Instruções
Transcreva sem alterações, do excerto sobre a citação dos herdeiros, a parte que se inicia com as palavras "2.2. Flui do" e se encerra com "cujus esteve vinculado.".

Excerto para leitura
------------------------------------------------

2.2. Flui do relatório da sentença revidenda que o autor, ora requerente, praticamente se limitou a demandar os “herdeiros de José António […]”, pedindo a sua citação “através de carta rogatória dirigida ao cuidado do Ministério da Defesa nacional de Portugal – Direcção de Serviço de Pessoal, Repartição de Reservas e Reformados … para contestarem, querendo, no prazo e sob a cominação legal, até final os demais termos da lei”.

Sem que os autos revelem qualquer esforço da parte do autor ou do tribunal de origem no sentido da identificação dos referidos herdeiros (sendo que esta Relação conseguiu identificar um deles), foi remetida carta rogatória indicando-se como local da citação a referida Repartição Pública a que o de cujus esteve vinculado.

É verdade que era ao tribunal rogado que competia ordenar os termos em que deveria ser cumprida a carta rogatória, atento o disposto no art. 187º do CPC. Mas independentemente do que foi ou poderia ter sido determinado pelo tribunal português onde foi tramitado o cumprimento da carta rogatória, designadamente depois de, exarada a certidão de citação, ter sido recebida a informação de que era desconhecido o paradeiro ou identificação dos herdeiros de José António […], o tribunal da Guiné-Bissau, antes de passar á fase subsequente e, designadamente, antes de proferir a sentença, não poderia ter deixado de verificar a regularidade do processo, assegurando-se de que fora respeitado o princípio do contraditório através da citação regular dos interessados, nos termos do art. 483º do CPC.

------------------------------------------------

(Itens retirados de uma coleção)
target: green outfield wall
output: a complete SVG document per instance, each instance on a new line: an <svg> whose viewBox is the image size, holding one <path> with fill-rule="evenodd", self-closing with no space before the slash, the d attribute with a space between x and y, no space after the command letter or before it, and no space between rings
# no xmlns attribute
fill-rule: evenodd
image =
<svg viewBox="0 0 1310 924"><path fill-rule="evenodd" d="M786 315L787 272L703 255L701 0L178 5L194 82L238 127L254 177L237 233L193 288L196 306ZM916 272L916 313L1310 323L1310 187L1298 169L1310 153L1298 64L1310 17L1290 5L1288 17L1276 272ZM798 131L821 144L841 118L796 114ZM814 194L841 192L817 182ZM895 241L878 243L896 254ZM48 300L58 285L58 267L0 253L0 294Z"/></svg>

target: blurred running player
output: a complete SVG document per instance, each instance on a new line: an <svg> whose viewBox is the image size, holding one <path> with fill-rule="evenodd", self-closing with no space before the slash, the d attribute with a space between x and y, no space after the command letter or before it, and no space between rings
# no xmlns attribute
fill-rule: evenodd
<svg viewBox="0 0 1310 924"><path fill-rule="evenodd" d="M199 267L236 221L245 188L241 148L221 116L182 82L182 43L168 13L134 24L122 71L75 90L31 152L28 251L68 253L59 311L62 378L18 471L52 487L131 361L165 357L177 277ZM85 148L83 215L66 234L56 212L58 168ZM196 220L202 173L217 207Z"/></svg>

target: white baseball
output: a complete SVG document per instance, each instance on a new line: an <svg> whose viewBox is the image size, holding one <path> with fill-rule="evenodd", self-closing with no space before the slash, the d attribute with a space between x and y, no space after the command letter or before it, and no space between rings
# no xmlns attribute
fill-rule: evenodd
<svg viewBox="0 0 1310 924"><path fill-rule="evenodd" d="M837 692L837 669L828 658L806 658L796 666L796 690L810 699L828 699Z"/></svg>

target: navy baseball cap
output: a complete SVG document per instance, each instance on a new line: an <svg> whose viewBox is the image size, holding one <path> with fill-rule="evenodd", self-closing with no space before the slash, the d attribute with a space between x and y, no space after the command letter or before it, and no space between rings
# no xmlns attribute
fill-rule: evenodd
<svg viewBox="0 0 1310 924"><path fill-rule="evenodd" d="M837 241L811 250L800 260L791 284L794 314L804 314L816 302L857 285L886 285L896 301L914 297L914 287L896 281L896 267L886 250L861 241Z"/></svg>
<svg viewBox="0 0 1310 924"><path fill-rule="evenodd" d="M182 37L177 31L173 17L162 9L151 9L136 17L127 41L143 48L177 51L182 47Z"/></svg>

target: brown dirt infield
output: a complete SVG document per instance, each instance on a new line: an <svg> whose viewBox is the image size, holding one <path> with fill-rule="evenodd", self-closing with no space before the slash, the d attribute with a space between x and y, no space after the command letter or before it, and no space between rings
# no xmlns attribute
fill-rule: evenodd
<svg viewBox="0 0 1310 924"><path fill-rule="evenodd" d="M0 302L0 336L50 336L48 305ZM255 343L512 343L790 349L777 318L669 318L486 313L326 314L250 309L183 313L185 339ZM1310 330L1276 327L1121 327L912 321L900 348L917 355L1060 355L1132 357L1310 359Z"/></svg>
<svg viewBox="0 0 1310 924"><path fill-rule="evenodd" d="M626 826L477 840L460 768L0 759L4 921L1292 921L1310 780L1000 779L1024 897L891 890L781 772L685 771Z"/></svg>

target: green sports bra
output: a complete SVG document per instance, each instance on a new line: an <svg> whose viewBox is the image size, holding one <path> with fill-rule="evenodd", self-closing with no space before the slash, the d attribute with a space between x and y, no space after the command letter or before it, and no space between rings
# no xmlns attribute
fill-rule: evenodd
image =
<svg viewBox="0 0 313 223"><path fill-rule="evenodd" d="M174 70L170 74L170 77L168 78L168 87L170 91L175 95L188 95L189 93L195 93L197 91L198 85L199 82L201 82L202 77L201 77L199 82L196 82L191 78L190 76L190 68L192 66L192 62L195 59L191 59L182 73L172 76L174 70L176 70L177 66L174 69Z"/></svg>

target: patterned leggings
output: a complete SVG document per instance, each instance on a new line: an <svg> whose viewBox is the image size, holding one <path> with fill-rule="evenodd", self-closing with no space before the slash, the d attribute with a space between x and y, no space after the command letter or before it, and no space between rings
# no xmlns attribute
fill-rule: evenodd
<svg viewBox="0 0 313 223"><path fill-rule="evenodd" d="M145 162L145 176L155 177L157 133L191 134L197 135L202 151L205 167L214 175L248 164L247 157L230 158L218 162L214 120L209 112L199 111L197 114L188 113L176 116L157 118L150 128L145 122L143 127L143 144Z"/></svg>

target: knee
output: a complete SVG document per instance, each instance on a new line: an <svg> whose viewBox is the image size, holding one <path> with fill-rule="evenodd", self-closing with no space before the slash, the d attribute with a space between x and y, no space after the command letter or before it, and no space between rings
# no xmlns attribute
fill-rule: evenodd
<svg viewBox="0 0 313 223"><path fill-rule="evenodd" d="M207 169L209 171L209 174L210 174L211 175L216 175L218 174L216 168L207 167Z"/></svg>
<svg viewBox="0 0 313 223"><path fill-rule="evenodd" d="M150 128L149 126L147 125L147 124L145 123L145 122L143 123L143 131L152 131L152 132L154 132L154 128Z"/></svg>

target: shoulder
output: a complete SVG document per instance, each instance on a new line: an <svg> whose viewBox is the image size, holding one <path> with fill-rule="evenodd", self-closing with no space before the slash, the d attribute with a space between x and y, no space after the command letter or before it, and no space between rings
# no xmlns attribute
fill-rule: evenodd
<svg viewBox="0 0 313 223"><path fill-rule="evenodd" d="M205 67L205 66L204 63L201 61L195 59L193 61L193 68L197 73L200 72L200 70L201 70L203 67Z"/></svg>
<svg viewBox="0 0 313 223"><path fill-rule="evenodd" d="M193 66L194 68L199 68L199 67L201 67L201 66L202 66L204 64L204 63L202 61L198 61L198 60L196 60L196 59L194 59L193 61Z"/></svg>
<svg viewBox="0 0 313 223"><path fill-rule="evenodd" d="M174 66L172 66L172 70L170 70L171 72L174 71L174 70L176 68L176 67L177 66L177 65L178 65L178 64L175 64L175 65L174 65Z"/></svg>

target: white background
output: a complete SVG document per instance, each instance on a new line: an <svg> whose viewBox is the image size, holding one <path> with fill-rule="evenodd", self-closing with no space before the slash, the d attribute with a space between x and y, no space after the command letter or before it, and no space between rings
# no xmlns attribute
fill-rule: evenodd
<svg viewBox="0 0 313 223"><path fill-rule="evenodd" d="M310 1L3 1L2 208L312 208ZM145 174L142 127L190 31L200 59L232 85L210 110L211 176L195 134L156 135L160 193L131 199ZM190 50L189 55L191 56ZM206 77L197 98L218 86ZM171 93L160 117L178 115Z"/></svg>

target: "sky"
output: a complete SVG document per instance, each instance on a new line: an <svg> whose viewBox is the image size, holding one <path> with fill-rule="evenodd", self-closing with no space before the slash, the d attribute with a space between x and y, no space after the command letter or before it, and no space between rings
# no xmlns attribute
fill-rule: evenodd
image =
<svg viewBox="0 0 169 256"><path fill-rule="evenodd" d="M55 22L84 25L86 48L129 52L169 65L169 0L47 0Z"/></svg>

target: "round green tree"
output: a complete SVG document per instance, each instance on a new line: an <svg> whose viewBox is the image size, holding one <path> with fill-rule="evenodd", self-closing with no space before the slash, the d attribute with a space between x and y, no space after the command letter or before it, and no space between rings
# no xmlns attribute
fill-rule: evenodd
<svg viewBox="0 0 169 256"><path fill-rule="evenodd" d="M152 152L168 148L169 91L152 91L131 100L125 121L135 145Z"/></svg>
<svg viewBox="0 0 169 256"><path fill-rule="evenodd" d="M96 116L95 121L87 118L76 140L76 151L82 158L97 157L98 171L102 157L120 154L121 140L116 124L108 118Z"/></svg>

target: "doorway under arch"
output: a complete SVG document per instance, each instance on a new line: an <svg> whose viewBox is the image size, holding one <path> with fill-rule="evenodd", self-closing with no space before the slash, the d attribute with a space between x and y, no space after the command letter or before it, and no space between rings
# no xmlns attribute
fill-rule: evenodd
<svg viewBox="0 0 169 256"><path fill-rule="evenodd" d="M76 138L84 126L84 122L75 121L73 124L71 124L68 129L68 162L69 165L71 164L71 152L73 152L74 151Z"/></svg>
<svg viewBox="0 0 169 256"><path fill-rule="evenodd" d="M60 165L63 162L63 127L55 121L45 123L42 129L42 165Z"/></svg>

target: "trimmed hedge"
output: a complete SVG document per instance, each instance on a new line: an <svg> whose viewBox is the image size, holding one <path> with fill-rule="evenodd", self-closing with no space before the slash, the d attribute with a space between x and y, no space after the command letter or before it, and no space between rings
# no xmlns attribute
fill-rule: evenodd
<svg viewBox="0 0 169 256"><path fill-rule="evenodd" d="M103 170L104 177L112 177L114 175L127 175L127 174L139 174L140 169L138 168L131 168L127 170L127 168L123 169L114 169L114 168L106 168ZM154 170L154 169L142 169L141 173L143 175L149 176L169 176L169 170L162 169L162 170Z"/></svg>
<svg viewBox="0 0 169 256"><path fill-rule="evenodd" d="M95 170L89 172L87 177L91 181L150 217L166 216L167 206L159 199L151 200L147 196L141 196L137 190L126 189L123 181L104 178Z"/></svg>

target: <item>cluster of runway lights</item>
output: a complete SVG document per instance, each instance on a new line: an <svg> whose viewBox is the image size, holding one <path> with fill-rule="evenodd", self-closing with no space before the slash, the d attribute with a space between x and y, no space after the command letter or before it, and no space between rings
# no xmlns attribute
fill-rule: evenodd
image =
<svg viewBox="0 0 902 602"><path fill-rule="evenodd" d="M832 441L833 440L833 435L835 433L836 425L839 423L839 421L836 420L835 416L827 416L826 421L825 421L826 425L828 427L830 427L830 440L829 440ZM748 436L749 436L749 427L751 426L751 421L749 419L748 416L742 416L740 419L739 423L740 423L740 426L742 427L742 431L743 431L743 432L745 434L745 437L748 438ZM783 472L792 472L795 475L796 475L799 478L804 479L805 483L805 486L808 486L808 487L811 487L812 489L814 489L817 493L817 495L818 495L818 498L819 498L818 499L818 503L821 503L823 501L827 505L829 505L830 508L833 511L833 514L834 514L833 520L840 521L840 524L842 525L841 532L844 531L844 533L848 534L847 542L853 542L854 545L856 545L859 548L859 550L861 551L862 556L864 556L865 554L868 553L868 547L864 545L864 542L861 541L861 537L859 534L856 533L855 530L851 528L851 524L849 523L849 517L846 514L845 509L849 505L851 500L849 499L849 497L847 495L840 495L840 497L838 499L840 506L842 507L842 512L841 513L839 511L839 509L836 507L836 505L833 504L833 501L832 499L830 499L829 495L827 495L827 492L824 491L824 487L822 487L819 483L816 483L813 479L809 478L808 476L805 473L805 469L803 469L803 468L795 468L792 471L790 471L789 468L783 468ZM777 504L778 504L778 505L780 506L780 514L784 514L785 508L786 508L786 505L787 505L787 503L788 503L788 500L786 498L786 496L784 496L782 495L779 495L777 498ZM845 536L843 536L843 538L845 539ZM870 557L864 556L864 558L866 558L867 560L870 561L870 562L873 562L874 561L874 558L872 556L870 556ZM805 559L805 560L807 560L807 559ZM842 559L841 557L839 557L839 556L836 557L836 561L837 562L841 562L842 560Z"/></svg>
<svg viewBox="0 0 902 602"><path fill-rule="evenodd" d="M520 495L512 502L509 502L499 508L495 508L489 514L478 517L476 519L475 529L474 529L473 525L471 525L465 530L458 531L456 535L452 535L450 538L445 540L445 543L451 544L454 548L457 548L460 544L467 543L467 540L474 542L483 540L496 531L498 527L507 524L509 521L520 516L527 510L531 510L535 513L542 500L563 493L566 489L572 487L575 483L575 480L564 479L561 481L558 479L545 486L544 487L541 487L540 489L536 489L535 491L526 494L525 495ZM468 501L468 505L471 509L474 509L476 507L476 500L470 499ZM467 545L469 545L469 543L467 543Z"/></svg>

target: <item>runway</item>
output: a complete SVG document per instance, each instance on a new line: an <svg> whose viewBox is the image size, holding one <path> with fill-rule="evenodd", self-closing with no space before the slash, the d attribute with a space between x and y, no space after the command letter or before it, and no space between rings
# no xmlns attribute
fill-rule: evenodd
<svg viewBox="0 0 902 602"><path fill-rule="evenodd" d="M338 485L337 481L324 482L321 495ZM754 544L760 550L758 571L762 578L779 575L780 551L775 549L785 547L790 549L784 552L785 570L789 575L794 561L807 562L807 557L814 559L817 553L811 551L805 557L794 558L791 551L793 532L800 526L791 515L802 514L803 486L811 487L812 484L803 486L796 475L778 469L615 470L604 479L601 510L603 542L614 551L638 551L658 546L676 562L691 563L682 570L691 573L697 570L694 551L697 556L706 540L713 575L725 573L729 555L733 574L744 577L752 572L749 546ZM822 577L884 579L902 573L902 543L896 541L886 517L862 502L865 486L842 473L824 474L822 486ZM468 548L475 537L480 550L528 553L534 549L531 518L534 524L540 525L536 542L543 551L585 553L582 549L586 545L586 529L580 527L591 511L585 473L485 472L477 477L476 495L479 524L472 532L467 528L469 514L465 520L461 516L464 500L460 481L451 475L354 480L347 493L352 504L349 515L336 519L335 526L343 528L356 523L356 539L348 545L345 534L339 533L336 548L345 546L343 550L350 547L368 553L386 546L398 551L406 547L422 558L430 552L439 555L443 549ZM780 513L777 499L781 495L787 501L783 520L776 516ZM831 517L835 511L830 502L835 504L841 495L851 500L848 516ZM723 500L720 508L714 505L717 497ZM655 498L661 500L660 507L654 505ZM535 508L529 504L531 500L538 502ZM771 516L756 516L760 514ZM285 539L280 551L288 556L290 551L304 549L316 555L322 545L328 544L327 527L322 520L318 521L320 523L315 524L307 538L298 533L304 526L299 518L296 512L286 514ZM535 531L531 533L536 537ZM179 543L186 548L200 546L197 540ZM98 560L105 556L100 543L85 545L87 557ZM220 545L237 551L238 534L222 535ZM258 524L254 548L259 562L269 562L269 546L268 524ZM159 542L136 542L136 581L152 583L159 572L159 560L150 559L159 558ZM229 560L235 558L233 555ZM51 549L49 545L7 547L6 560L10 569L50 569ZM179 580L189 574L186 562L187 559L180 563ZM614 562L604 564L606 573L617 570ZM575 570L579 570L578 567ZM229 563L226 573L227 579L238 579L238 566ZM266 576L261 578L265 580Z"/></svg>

------------------------------------------------

Resolução
2.2. Flui do relatório da sentença revidenda que o autor, ora requerente, praticamente se limitou a demandar os “herdeiros de José António […]”, pedindo a sua citação “através de carta rogatória dirigida ao cuidado do Ministério da Defesa nacional de Portugal – Direcção de Serviço de Pessoal, Repartição de Reservas e Reformados … para contestarem, querendo, no prazo e sob a cominação legal, até final os demais termos da lei”.

Sem que os autos revelem qualquer esforço da parte do autor ou do tribunal de origem no sentido da identificação dos referidos herdeiros (sendo que esta Relação conseguiu identificar um deles), foi remetida carta rogatória indicando-se como local da citação a referida Repartição Pública a que o de cujus esteve vinculado.